WHAT YOU SHOULD DO: Exactly transcribe the line that holds "Study the picture above. For each instance of the dark" and every remaining line of the records, up to and including the final one, with nothing else.
___ MATERIALS PROVIDED
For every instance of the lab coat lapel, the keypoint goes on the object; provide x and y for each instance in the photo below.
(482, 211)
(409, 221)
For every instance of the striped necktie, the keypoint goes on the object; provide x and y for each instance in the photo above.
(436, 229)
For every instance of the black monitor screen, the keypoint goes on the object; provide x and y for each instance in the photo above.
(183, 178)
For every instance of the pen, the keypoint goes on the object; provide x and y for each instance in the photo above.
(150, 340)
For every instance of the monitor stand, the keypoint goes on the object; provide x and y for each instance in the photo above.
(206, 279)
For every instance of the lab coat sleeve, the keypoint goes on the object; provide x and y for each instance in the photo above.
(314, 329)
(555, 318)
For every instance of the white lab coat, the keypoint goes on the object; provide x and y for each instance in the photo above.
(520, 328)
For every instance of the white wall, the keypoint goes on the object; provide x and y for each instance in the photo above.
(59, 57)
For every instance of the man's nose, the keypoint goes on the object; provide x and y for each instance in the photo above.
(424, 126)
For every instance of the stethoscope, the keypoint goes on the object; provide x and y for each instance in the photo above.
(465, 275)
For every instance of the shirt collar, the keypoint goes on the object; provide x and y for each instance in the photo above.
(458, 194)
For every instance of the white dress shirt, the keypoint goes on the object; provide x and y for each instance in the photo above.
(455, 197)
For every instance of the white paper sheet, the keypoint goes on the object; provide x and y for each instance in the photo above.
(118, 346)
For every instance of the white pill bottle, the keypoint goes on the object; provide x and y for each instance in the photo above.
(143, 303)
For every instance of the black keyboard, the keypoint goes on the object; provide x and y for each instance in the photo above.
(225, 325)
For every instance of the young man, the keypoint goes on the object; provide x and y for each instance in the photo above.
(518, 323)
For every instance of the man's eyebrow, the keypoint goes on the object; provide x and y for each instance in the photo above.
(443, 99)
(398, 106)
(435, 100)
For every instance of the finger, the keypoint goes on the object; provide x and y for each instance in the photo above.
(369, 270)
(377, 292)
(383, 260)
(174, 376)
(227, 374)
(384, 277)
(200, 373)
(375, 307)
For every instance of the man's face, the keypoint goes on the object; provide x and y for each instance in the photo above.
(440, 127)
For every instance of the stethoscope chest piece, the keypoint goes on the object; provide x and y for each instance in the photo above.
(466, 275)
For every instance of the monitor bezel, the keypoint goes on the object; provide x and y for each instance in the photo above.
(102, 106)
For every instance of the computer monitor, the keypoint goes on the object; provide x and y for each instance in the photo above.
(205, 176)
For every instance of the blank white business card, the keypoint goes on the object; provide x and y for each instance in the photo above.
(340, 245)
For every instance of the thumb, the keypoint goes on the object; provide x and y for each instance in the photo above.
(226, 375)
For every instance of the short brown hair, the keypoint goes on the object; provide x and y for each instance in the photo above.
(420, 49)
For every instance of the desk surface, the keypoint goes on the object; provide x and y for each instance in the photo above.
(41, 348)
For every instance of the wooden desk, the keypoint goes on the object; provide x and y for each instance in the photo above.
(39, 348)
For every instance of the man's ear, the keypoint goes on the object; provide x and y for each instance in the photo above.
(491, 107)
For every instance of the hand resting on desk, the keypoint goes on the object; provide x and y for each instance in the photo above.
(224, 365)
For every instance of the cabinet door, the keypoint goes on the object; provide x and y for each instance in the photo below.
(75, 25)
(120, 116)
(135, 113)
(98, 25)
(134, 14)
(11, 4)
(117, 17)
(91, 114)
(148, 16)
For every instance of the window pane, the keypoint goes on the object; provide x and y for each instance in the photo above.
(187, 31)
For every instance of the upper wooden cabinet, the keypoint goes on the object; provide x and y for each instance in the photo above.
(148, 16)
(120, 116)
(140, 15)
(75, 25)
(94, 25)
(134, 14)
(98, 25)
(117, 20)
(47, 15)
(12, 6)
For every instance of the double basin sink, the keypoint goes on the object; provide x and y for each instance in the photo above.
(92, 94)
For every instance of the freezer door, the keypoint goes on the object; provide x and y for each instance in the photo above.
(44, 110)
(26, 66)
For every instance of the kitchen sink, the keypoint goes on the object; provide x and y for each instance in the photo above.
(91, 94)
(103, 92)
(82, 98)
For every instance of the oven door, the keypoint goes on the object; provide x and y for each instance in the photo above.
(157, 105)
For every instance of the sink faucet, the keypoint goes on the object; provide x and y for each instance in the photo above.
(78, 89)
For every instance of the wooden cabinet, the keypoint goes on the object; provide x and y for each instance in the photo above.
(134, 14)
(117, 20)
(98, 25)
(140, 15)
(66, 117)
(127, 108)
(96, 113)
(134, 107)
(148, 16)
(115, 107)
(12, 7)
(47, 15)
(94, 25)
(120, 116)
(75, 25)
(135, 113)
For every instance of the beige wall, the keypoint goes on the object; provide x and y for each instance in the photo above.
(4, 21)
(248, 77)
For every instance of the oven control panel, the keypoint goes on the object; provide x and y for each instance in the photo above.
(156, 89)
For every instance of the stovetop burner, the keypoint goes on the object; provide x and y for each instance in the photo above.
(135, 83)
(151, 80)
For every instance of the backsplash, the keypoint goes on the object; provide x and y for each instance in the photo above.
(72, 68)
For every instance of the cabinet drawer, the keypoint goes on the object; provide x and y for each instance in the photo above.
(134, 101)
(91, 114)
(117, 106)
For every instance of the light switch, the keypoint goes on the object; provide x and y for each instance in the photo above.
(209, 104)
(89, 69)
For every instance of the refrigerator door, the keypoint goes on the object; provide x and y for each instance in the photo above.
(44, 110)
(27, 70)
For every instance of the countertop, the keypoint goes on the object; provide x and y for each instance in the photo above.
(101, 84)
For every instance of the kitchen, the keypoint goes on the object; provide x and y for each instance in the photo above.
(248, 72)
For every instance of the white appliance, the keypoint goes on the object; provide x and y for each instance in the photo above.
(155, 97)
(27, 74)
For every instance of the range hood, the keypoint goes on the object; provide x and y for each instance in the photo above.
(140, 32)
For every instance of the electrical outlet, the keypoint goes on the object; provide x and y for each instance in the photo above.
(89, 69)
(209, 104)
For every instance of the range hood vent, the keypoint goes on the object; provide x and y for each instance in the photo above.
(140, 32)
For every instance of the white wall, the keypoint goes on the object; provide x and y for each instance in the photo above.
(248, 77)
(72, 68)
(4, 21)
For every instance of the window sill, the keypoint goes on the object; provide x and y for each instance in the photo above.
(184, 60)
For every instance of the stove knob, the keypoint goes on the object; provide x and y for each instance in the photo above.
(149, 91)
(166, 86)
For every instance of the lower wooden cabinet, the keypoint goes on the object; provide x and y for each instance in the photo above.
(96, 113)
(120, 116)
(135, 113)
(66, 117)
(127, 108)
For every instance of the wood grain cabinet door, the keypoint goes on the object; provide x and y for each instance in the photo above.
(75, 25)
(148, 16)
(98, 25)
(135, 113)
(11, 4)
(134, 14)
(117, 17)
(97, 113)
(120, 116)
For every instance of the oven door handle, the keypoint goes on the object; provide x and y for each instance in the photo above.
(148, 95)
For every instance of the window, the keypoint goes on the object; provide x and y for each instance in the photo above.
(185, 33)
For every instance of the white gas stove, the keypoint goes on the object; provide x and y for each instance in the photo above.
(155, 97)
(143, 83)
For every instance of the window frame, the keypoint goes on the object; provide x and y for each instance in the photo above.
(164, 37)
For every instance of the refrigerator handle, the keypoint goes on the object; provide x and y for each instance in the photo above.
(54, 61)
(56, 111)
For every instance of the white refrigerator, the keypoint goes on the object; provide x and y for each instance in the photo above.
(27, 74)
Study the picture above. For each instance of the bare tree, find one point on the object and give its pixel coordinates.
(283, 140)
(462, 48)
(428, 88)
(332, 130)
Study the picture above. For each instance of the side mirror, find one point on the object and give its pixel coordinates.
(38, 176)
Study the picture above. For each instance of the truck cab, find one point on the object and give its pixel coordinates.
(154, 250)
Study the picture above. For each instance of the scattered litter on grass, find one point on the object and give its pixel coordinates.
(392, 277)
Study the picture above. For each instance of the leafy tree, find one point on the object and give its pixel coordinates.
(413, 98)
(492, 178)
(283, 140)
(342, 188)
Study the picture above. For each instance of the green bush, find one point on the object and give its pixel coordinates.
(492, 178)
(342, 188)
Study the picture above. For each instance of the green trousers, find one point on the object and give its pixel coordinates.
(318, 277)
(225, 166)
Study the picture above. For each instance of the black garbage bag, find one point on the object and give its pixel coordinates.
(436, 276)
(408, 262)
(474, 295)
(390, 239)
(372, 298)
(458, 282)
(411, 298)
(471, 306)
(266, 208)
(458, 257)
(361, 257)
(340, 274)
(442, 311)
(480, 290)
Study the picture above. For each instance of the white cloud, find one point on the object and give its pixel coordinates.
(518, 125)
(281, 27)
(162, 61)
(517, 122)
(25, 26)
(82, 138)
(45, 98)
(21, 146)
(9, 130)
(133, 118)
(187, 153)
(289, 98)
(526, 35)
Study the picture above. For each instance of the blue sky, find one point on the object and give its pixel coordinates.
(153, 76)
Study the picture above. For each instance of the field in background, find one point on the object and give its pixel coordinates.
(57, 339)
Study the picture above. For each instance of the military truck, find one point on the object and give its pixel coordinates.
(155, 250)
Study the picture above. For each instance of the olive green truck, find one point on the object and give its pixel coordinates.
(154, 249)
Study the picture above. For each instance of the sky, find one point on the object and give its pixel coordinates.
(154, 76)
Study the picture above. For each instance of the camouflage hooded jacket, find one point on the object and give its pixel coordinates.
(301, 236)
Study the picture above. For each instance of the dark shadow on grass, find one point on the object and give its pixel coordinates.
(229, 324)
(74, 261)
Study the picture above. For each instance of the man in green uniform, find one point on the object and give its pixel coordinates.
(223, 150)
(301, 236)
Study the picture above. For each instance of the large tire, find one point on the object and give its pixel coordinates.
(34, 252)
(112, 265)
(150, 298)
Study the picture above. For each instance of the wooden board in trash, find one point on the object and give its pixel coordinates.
______
SOLUTION FOR THIS TASK:
Study the picture above. For each instance of the dark shadow on grass, find one point on the object and give its pixel coordinates.
(229, 324)
(74, 261)
Study the picture above. For each instance of the man in green uniform, find one point on the object and give its pixel coordinates.
(223, 150)
(301, 236)
Study the picture above. For each instance of the large tire, find one point on the object and give its pixel coordinates.
(34, 252)
(112, 265)
(150, 298)
Study the picture above. For each instance of the wooden board in trash, find one point on the object and give its pixel coordinates.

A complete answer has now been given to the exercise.